━━━━━ RECORDS SHOWN

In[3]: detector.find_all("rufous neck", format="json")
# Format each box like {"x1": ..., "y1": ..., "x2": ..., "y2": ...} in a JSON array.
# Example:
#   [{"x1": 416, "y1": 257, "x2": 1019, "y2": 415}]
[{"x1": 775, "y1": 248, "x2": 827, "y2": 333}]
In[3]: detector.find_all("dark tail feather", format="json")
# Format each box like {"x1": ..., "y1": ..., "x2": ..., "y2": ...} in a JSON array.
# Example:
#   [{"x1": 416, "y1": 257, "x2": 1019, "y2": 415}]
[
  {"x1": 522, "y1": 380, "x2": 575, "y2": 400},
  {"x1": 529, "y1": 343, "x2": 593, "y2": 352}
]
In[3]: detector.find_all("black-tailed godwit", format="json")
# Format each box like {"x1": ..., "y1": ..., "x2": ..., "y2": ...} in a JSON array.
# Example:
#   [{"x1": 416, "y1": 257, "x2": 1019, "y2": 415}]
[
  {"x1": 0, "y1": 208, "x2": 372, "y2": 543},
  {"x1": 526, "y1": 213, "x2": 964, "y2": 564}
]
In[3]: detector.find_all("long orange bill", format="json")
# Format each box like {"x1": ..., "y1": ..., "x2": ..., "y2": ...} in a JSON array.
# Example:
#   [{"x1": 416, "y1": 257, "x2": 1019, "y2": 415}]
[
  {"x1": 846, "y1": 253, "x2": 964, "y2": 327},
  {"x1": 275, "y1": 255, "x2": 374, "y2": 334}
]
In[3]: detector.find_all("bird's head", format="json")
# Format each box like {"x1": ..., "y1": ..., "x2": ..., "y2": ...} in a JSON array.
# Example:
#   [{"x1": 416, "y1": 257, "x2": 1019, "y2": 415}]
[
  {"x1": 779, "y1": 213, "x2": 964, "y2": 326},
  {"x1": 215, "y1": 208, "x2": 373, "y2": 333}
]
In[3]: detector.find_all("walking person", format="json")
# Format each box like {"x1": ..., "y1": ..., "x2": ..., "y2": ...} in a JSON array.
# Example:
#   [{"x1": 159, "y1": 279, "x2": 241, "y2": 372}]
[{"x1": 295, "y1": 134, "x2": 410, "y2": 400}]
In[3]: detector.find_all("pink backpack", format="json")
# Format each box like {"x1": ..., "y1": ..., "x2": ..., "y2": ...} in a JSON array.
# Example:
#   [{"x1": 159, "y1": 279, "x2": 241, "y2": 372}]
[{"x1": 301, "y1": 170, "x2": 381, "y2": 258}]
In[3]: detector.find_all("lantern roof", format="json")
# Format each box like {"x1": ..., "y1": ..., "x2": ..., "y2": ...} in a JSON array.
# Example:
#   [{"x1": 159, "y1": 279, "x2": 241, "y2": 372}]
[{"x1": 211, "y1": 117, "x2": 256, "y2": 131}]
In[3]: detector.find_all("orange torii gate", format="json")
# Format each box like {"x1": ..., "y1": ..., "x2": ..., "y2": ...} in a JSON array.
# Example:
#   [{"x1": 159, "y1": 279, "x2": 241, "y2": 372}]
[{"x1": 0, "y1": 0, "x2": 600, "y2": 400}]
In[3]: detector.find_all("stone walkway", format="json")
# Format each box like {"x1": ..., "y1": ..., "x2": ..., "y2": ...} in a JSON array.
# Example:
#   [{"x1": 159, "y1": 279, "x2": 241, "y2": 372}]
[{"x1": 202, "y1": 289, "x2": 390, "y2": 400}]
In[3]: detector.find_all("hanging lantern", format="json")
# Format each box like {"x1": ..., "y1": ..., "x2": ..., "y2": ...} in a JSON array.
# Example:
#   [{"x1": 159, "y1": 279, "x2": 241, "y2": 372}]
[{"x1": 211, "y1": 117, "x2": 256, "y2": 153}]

━━━━━━━━━━

WRITTEN PROBLEM
Identify each line of the listing above that contains the word "orange", and copy those lines out in full.

TASK ANSWER
In[3]: detector.find_all("long orange bill", format="json")
In[3]: detector.find_all("orange torii gate", format="json")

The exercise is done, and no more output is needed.